## Tarefa
Indique, por favor, que frase sobre o amor é atribuída a Camões no texto sobre o amor.

## Excerto da página
++++++++++
Como o prometido é devido, escrevo este post sobre um assunto que, para muitos, é a razão da nossa existência e está na base daquilo que faz movimentar o mundo: o amor!
Para além desse interesse geral, este assunto teve contornos complicados para uma pessoa do meu círculo de amigos, durante a semana passada. É para ela, também, que aqui deixo estas palavras, esperando que lhe possam servir de algum conforto.
Decididamente eu não sou a pessoa mais indicada para falar e escrever sobre este tema. Assim, prefiro deixar aqui alguns excertos de escritos de quem sobre ele escreveu. Trata-se de pequenos textos que abordam aspectos relacionados com o amor, e que nos permitem reflectir para além da ideia, ainda muito recorrente, do romantismo que lhe está associado.
Quando se pensa no tema “amor” vêm-nos à memória determinadas citações de poetas e escritores. Camões dizia que “Amor é fogo que arde sem se ver". Camilo afirmava que "Amor é uma luz que não deixa escurecer a vida". Fernando Namora sustentava que “O amor é a invenção de tudo, uma originalidade inesgotável. Fundamentalmente, uma inocência”.
Parando um pouco para pensar com maior profundidade e algum distanciamento, chegaremos, mais ou menos facilmente, à conclusão que todas essas frases não passam de visões românticas e idealizadas que se tem relativamente à pessoa que pensamos amar. Olhando bem para o nosso próprio caso, observando os que nos rodeiam - os casos dos nossos familiares ou os dos nossos amigos -, rapidamente nos apercebemos que a realidade sobre o amor é bem diferente da ideia romântica e idealizada que fazemos dessa pessoa. Com efeito, é uma realidade muito complexa, com contornos muito diversificados e que se entrecruzam, e muitas vezes é uma realidade dura e cruel!
A minha visão sobre o amor está muito longe de ser o que aquelas citações querem mostrar. É uma visão que não tem nada de romântico, é mais fria e mais vazia, se calhar é também mais egoísta. É, na verdade, uma visão em que quase sempre o sentimento, de uma forma ou de outra, se transforma em sofrimento!
«Penso que o amor é muito difícil. Existem muitos obstáculos a que possa ser o absoluto que é. A palavra amor é uma palavra muito gasta, muito usada, e muitas vezes mal usada, e eu quando falo de amor faço-o no sentido absoluto... há uma série de outros sentimentos aos quais também se chama amor e que não o são. No amor é preciso que duas pessoas sejam uma e isso não é fácil de encontrar. E, uma vez encontrado, não é fácil de fazer permanecer» (José Luís Peixoto)
++++++++++
Registos de uma recolha de dados
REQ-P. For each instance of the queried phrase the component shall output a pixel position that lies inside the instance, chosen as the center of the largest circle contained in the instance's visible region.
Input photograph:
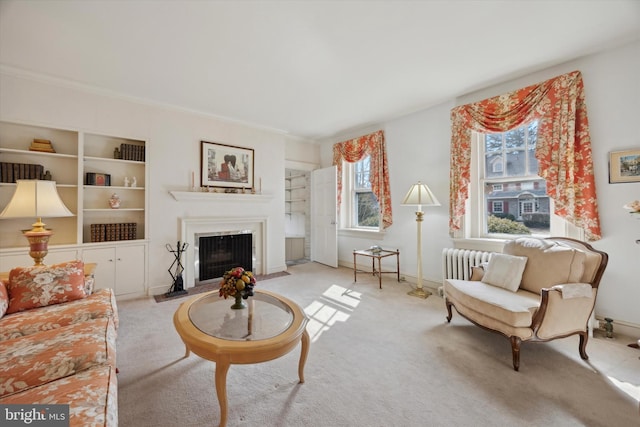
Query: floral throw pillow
(4, 298)
(39, 286)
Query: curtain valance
(355, 150)
(563, 148)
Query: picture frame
(624, 166)
(226, 166)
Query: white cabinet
(294, 248)
(122, 268)
(121, 257)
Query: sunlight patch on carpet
(335, 306)
(630, 389)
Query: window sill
(361, 233)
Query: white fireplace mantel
(194, 225)
(202, 196)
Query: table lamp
(420, 195)
(36, 198)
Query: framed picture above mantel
(624, 166)
(226, 166)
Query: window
(361, 204)
(514, 198)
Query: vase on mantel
(239, 304)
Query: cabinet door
(105, 272)
(130, 269)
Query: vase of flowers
(237, 283)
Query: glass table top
(265, 317)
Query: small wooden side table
(382, 253)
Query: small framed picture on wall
(624, 166)
(226, 166)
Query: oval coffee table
(270, 327)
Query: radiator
(457, 263)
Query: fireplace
(219, 252)
(191, 227)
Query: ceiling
(311, 69)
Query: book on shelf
(113, 232)
(132, 152)
(99, 179)
(10, 172)
(43, 145)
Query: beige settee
(535, 290)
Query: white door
(324, 216)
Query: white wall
(418, 149)
(173, 152)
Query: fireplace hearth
(194, 227)
(220, 252)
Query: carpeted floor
(211, 286)
(377, 358)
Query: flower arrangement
(634, 207)
(237, 281)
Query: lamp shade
(420, 195)
(35, 198)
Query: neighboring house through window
(361, 208)
(515, 196)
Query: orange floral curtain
(563, 149)
(355, 150)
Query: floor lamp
(420, 195)
(36, 198)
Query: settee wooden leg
(583, 345)
(515, 351)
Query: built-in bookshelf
(89, 169)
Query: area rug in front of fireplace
(212, 286)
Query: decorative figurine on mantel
(114, 201)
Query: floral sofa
(536, 290)
(58, 342)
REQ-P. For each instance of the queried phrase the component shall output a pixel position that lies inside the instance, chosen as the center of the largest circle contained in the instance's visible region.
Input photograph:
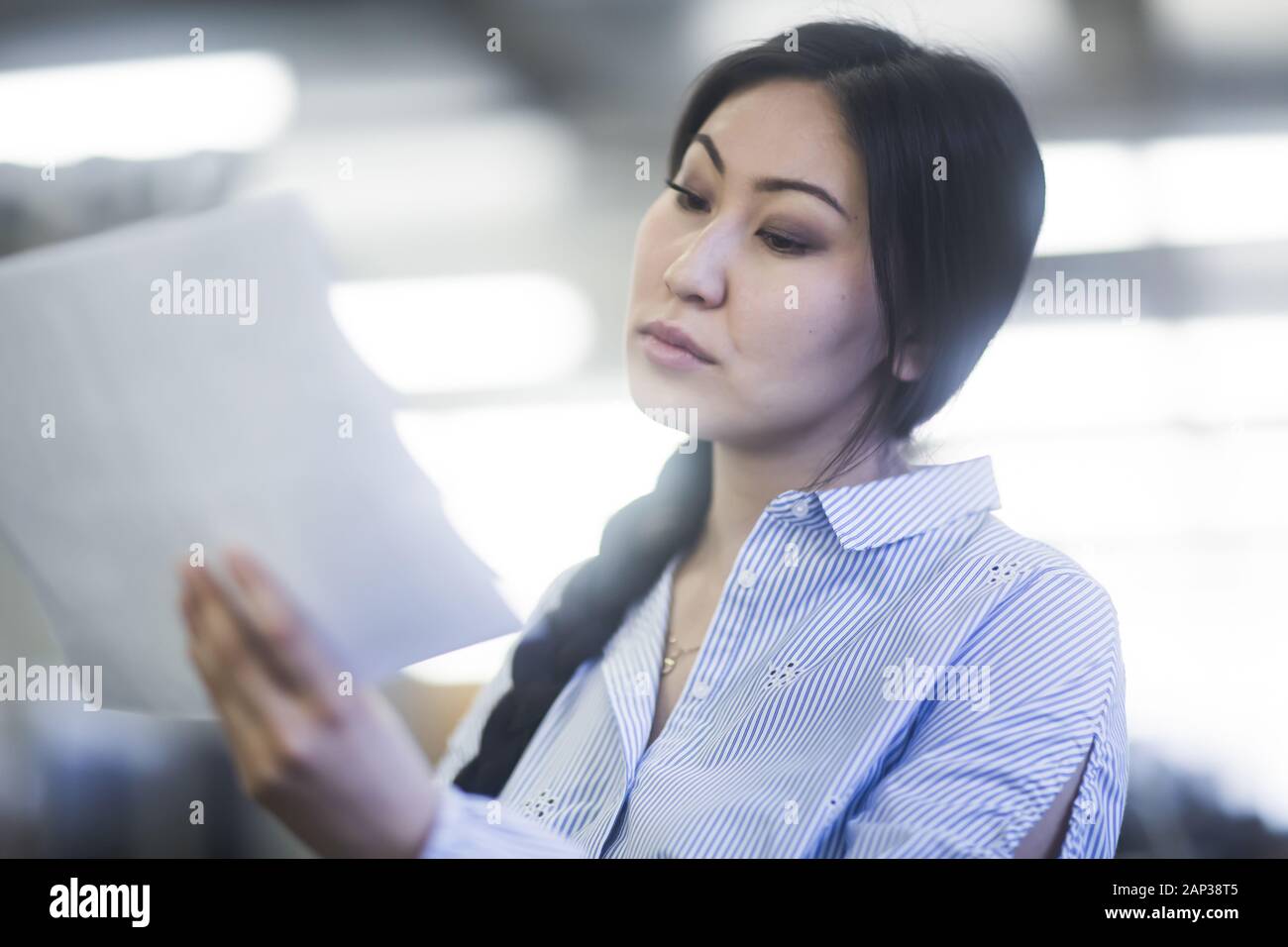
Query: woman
(798, 646)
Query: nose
(697, 275)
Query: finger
(261, 719)
(239, 671)
(283, 631)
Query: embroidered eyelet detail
(782, 676)
(540, 805)
(1085, 810)
(1006, 571)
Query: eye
(687, 200)
(780, 244)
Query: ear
(910, 361)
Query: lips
(677, 337)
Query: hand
(342, 771)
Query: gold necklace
(669, 661)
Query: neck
(745, 480)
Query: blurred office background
(472, 197)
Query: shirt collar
(871, 514)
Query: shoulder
(1035, 599)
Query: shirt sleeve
(975, 776)
(468, 825)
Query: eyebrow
(772, 184)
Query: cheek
(652, 237)
(812, 356)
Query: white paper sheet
(172, 429)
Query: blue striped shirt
(890, 672)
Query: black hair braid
(635, 547)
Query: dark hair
(948, 258)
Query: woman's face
(774, 215)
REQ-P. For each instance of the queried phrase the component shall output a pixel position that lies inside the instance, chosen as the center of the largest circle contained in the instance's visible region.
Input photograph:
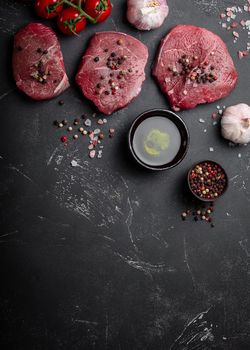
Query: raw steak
(193, 67)
(112, 70)
(38, 62)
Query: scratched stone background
(96, 256)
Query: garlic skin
(147, 14)
(235, 123)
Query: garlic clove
(147, 14)
(235, 123)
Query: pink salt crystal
(234, 25)
(92, 154)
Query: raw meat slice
(193, 66)
(112, 70)
(38, 65)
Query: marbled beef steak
(193, 66)
(38, 62)
(112, 70)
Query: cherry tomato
(70, 21)
(48, 8)
(98, 9)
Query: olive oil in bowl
(158, 139)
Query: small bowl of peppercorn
(207, 181)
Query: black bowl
(181, 127)
(196, 195)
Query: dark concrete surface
(96, 256)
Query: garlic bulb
(235, 123)
(147, 14)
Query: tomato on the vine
(70, 21)
(98, 9)
(48, 8)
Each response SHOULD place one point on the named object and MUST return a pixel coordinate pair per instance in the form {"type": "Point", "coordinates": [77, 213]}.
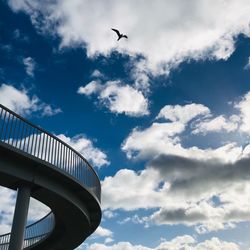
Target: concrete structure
{"type": "Point", "coordinates": [38, 164]}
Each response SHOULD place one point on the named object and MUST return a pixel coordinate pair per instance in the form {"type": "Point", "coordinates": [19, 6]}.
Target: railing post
{"type": "Point", "coordinates": [20, 218]}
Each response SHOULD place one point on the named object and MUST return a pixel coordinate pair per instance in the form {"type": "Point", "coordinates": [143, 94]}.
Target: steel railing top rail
{"type": "Point", "coordinates": [14, 131]}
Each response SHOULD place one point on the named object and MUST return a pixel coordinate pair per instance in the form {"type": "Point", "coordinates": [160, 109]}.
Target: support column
{"type": "Point", "coordinates": [20, 218]}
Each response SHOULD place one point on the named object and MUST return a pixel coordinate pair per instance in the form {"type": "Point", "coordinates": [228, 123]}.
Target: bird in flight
{"type": "Point", "coordinates": [119, 34]}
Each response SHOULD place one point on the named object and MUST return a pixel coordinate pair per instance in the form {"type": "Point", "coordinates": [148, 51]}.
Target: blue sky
{"type": "Point", "coordinates": [163, 116]}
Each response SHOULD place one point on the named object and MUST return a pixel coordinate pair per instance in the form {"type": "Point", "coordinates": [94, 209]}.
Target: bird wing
{"type": "Point", "coordinates": [117, 32]}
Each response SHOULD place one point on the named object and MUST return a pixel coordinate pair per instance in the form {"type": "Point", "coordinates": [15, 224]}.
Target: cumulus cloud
{"type": "Point", "coordinates": [156, 30]}
{"type": "Point", "coordinates": [19, 101]}
{"type": "Point", "coordinates": [217, 124]}
{"type": "Point", "coordinates": [183, 190]}
{"type": "Point", "coordinates": [29, 64]}
{"type": "Point", "coordinates": [117, 97]}
{"type": "Point", "coordinates": [183, 114]}
{"type": "Point", "coordinates": [165, 137]}
{"type": "Point", "coordinates": [243, 107]}
{"type": "Point", "coordinates": [102, 232]}
{"type": "Point", "coordinates": [180, 182]}
{"type": "Point", "coordinates": [181, 242]}
{"type": "Point", "coordinates": [85, 147]}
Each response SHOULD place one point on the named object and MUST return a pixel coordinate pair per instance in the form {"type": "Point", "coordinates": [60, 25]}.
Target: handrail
{"type": "Point", "coordinates": [17, 132]}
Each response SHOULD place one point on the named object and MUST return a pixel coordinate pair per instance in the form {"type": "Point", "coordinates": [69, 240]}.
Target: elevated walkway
{"type": "Point", "coordinates": [56, 175]}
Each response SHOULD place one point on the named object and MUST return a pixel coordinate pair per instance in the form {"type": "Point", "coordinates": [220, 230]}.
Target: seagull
{"type": "Point", "coordinates": [119, 34]}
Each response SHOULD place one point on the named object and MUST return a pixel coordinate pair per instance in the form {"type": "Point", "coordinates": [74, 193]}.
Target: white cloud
{"type": "Point", "coordinates": [30, 65]}
{"type": "Point", "coordinates": [102, 232]}
{"type": "Point", "coordinates": [217, 124]}
{"type": "Point", "coordinates": [19, 101]}
{"type": "Point", "coordinates": [156, 30]}
{"type": "Point", "coordinates": [85, 147]}
{"type": "Point", "coordinates": [181, 182]}
{"type": "Point", "coordinates": [183, 114]}
{"type": "Point", "coordinates": [186, 242]}
{"type": "Point", "coordinates": [109, 214]}
{"type": "Point", "coordinates": [91, 88]}
{"type": "Point", "coordinates": [244, 109]}
{"type": "Point", "coordinates": [118, 98]}
{"type": "Point", "coordinates": [97, 74]}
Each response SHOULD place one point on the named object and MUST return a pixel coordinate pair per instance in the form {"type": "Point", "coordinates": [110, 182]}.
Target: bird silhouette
{"type": "Point", "coordinates": [119, 34]}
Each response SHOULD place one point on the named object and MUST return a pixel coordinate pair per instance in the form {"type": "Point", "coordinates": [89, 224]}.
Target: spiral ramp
{"type": "Point", "coordinates": [56, 175]}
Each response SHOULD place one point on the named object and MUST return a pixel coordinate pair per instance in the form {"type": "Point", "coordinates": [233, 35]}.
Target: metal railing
{"type": "Point", "coordinates": [17, 132]}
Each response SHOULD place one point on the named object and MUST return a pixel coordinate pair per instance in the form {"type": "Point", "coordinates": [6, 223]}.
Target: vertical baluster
{"type": "Point", "coordinates": [3, 123]}
{"type": "Point", "coordinates": [10, 129]}
{"type": "Point", "coordinates": [6, 127]}
{"type": "Point", "coordinates": [29, 135]}
{"type": "Point", "coordinates": [46, 147]}
{"type": "Point", "coordinates": [25, 136]}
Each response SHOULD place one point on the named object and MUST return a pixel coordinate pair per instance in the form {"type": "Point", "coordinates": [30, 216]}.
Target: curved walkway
{"type": "Point", "coordinates": [58, 176]}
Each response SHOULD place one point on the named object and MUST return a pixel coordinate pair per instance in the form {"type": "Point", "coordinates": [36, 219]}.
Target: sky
{"type": "Point", "coordinates": [162, 116]}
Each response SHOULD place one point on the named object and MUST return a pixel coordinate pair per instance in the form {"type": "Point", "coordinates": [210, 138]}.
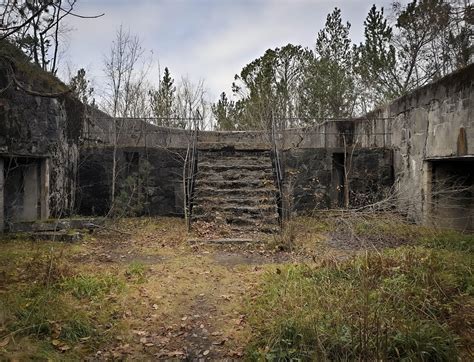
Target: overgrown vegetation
{"type": "Point", "coordinates": [412, 303]}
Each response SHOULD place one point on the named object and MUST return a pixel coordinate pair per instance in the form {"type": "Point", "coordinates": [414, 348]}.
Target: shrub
{"type": "Point", "coordinates": [391, 305]}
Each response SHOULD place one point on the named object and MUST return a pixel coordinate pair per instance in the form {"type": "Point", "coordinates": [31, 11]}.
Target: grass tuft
{"type": "Point", "coordinates": [92, 286]}
{"type": "Point", "coordinates": [398, 304]}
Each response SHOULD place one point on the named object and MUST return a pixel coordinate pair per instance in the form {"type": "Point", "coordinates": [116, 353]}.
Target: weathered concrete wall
{"type": "Point", "coordinates": [157, 173]}
{"type": "Point", "coordinates": [40, 128]}
{"type": "Point", "coordinates": [314, 177]}
{"type": "Point", "coordinates": [434, 122]}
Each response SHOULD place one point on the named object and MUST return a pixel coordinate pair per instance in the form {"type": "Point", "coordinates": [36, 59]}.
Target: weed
{"type": "Point", "coordinates": [136, 272]}
{"type": "Point", "coordinates": [92, 286]}
{"type": "Point", "coordinates": [43, 311]}
{"type": "Point", "coordinates": [392, 305]}
{"type": "Point", "coordinates": [450, 240]}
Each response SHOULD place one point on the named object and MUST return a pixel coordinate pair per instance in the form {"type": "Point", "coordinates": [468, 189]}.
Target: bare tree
{"type": "Point", "coordinates": [36, 26]}
{"type": "Point", "coordinates": [125, 86]}
{"type": "Point", "coordinates": [191, 103]}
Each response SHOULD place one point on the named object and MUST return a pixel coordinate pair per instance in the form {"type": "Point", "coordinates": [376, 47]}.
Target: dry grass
{"type": "Point", "coordinates": [138, 289]}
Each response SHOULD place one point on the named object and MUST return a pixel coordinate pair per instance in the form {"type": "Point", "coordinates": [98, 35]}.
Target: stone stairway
{"type": "Point", "coordinates": [235, 192]}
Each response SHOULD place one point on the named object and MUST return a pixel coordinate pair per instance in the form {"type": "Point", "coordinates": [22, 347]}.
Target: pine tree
{"type": "Point", "coordinates": [163, 100]}
{"type": "Point", "coordinates": [224, 112]}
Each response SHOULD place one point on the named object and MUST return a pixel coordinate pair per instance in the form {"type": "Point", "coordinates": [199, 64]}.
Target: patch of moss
{"type": "Point", "coordinates": [30, 74]}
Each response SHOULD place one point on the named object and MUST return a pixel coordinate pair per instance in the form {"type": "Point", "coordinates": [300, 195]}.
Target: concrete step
{"type": "Point", "coordinates": [232, 171]}
{"type": "Point", "coordinates": [230, 209]}
{"type": "Point", "coordinates": [235, 184]}
{"type": "Point", "coordinates": [243, 192]}
{"type": "Point", "coordinates": [239, 222]}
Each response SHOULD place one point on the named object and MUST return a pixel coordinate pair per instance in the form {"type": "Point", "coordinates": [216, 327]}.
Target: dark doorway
{"type": "Point", "coordinates": [337, 193]}
{"type": "Point", "coordinates": [452, 193]}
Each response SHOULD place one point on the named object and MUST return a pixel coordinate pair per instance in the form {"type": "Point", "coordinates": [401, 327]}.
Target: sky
{"type": "Point", "coordinates": [210, 40]}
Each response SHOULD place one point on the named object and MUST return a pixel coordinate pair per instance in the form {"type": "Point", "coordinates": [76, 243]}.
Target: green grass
{"type": "Point", "coordinates": [403, 303]}
{"type": "Point", "coordinates": [136, 272]}
{"type": "Point", "coordinates": [45, 312]}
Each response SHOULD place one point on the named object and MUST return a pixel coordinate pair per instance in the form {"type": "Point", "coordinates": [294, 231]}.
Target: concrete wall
{"type": "Point", "coordinates": [433, 123]}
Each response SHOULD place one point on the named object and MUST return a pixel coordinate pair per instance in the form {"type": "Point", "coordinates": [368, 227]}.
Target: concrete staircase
{"type": "Point", "coordinates": [235, 191]}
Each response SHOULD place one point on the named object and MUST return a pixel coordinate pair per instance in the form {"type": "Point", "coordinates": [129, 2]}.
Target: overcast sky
{"type": "Point", "coordinates": [203, 39]}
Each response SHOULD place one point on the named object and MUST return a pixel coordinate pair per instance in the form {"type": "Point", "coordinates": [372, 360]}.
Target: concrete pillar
{"type": "Point", "coordinates": [2, 198]}
{"type": "Point", "coordinates": [427, 184]}
{"type": "Point", "coordinates": [44, 189]}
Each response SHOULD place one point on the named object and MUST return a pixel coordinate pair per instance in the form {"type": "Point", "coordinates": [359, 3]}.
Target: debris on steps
{"type": "Point", "coordinates": [234, 195]}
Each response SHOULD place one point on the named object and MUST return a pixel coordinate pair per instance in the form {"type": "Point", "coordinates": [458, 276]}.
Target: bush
{"type": "Point", "coordinates": [92, 286]}
{"type": "Point", "coordinates": [392, 305]}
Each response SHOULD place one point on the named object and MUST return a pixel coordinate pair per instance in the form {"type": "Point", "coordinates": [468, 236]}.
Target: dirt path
{"type": "Point", "coordinates": [181, 299]}
{"type": "Point", "coordinates": [190, 302]}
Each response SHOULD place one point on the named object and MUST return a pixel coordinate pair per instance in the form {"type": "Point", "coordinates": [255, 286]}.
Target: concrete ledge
{"type": "Point", "coordinates": [54, 225]}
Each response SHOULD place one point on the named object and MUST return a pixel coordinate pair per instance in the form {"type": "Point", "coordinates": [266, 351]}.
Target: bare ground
{"type": "Point", "coordinates": [190, 302]}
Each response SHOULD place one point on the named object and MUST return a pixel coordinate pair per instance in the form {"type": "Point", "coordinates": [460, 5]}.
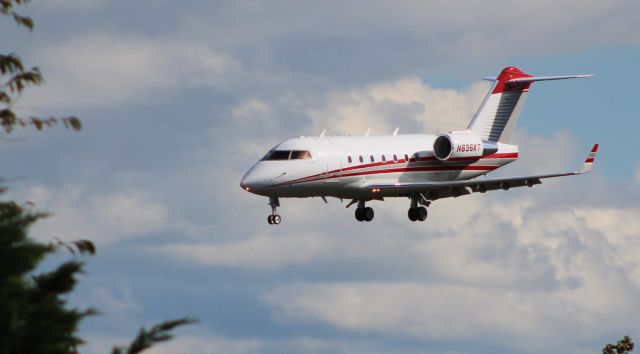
++++++++++
## Resposta escrita
«Amor é fogo que arde sem se ver».